**TASK STATEMENT**
Nothing but the lines from the one with "Note: the class marks the metal roof" to the final line should be returned, each exactly as it appears.

· · · · ·

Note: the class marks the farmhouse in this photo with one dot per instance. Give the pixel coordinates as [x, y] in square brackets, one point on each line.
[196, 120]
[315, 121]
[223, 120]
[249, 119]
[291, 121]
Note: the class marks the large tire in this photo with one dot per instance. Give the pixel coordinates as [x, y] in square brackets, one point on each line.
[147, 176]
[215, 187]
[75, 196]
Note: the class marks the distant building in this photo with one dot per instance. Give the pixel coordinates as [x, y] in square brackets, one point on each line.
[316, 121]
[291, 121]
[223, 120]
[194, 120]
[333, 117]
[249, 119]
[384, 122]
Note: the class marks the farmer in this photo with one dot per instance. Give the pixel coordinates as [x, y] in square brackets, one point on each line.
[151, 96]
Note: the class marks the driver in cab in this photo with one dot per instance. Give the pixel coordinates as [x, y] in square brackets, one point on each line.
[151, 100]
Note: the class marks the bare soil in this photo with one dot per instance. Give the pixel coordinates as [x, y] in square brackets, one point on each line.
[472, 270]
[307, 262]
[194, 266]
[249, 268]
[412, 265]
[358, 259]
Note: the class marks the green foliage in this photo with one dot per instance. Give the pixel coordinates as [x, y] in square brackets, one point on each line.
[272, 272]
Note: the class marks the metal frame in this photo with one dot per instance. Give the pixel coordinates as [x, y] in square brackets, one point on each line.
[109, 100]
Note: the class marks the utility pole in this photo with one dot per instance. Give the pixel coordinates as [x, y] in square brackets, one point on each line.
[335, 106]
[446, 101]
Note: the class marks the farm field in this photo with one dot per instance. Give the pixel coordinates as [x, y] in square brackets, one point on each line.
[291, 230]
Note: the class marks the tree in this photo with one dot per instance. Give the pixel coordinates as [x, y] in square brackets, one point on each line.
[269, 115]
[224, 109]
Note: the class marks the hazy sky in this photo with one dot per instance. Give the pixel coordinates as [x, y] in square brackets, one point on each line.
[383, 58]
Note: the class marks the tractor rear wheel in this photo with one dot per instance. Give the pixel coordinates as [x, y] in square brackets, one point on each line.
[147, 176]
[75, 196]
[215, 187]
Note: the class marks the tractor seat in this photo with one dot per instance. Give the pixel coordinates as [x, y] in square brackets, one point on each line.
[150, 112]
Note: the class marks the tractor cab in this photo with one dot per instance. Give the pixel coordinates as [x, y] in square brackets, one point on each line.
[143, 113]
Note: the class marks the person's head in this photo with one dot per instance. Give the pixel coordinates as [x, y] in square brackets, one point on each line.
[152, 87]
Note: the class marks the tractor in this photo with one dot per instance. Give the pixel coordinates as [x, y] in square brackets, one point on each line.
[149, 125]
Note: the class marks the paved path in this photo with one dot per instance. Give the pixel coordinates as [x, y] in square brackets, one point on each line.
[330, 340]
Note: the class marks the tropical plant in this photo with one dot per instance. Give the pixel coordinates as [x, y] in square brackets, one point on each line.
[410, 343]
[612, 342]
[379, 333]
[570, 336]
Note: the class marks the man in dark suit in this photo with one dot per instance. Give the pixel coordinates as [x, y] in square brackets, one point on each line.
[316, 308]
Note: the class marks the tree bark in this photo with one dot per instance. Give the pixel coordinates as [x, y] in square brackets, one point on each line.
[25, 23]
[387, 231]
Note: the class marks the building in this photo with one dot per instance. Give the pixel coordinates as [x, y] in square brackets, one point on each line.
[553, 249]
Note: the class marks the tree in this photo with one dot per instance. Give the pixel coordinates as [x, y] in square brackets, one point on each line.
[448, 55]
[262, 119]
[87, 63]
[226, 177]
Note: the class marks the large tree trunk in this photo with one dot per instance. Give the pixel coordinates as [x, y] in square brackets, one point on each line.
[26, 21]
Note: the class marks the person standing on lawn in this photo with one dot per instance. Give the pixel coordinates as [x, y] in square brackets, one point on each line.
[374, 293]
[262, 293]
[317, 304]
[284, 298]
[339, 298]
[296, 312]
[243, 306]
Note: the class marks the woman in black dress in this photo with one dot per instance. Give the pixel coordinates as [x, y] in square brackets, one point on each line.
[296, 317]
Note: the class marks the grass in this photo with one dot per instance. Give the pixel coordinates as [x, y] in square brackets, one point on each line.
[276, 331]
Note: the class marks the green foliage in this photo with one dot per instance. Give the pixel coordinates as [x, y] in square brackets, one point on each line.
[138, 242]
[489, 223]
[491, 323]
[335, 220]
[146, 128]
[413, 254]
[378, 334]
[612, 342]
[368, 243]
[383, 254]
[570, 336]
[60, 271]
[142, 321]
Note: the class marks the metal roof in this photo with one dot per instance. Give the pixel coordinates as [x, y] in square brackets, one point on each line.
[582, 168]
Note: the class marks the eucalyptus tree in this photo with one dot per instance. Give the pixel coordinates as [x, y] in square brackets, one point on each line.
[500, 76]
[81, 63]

· · · · ·

**WRITTEN ANSWER**
Note: the class marks the metal roof in this photo with one dot per instance. Give the pixel coordinates as [x, y] in square brackets, one point on each line.
[582, 168]
Note: the class marks the eucalyptus tree in this photo with one dot per instance. Give the pixel coordinates as [x, y] in square brackets, one point on each line.
[500, 76]
[81, 63]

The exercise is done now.